### SOURCE
--------------------------------

Im attempting to incorporate git-sync sidecar container into my Airflow deployment yaml so my private Github repo gets synced to my Airflow Kubernetes env every time I make a change in the repo.
So far, it successfully creates a git-sync container along with our scheduler, worker, and web server pods, each in their respective pod (ex: scheduler pod contains a scheduler container and gitsync container).
I looked at the git-sync container logs and it looks like it successfully connects with my private repo (using a personal access token) and prints success logs every time I make a change to my repo.
INFO: detected pid 1, running init handler
I0411 20:50:31.009097 12 main.go:401] "level"=0 "msg"="starting up" "pid"=12 "args"=["/git-sync","-wait=60","-repo=https://github.com/jorgeavelar98/AirflowProject.git","-branch=master","-root=/opt/airflow/dags","-username=jorgeavelar98","-password-file=/etc/git-secret/token"]
I0411 20:50:31.029064 12 main.go:950] "level"=0 "msg"="cloning repo" "origin"="https://github.com/jorgeavelar98/AirflowProject.git" "path"="/opt/airflow/dags"
I0411 20:50:31.031728 12 main.go:956] "level"=0 "msg"="git root exists and is not empty (previous crash?), cleaning up" "path"="/opt/airflow/dags"
I0411 20:50:31.894074 12 main.go:760] "level"=0 "msg"="syncing git" "rev"="HEAD" "hash"="18d3c8e19fb9049b7bfca9cfd8fbadc032507e03"
I0411 20:50:31.907256 12 main.go:800] "level"=0 "msg"="adding worktree" "path"="/opt/airflow/dags/18d3c8e19fb9049b7bfca9cfd8fbadc032507e03" "branch"="origin/master"
I0411 20:50:31.911039 12 main.go:860] "level"=0 "msg"="reset worktree to hash" "path"="/opt/airflow/dags/18d3c8e19fb9049b7bfca9cfd8fbadc032507e03" "hash"="18d3c8e19fb9049b7bfca9cfd8fbadc032507e03"
I0411 20:50:31.911065 12 main.go:865] "level"=0 "msg"="updating submodules"
However, despite their being no error logs in my git-sync container logs, I could not find any of the files in the destination directory where my repo is supposed to be synced into (/opt/airflow/dags). Therefore, no DAGs are appearing in the Airflow UI
This is our scheduler containers/volumes yaml definition for reference. We have something similar for workers and webserver
containers:
- name: airflow-scheduler
image: <redacted>
imagePullPolicy: IfNotPresent
envFrom:
- configMapRef:
name: "AIRFLOW_SERVICE_NAME-env"

--------------------------------

### EXTRACTED INFORMATION
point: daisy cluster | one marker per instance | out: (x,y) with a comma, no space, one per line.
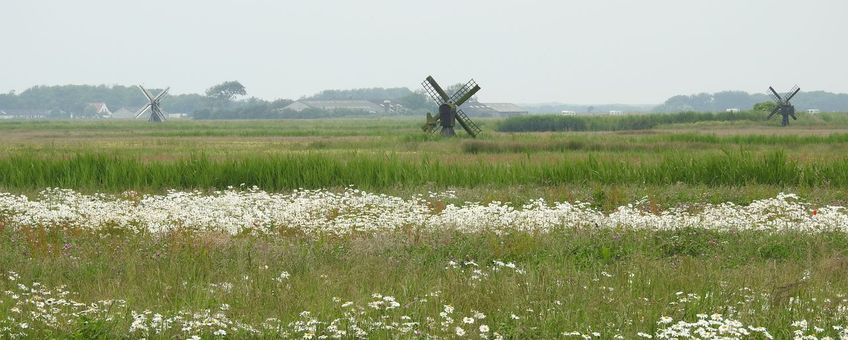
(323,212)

--------------------------------

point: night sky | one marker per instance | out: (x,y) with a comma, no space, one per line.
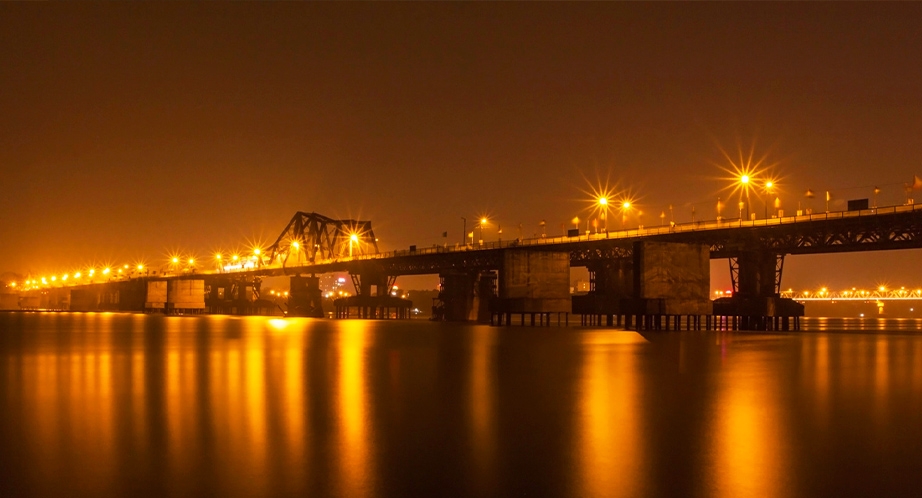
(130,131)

--------------------------------

### EXERCISE 1
In the git-sync post, translate this sentence into Spanish: "I looked at the git-sync container logs and it looks like it successfully connects with my private repo (using a personal access token) and prints success logs every time I make a change to my repo."
### EXERCISE 2
Answer these from the git-sync post:
(a) Into which directory is the repo supposed to be synced?
(b) What does the poster use to connect git-sync to the private repo?
(c) What imagePullPolicy does the airflow-scheduler container have?

### FULL RESPONSE 1
Revisé los registros del contenedor git-sync y parece que se conecta correctamente con mi repositorio privado (usando un token de acceso personal) e imprime registros de éxito cada vez que hago un cambio en mi repositorio.

### FULL RESPONSE 2
(a) /opt/airflow/dags
(b) A personal access token
(c) IfNotPresent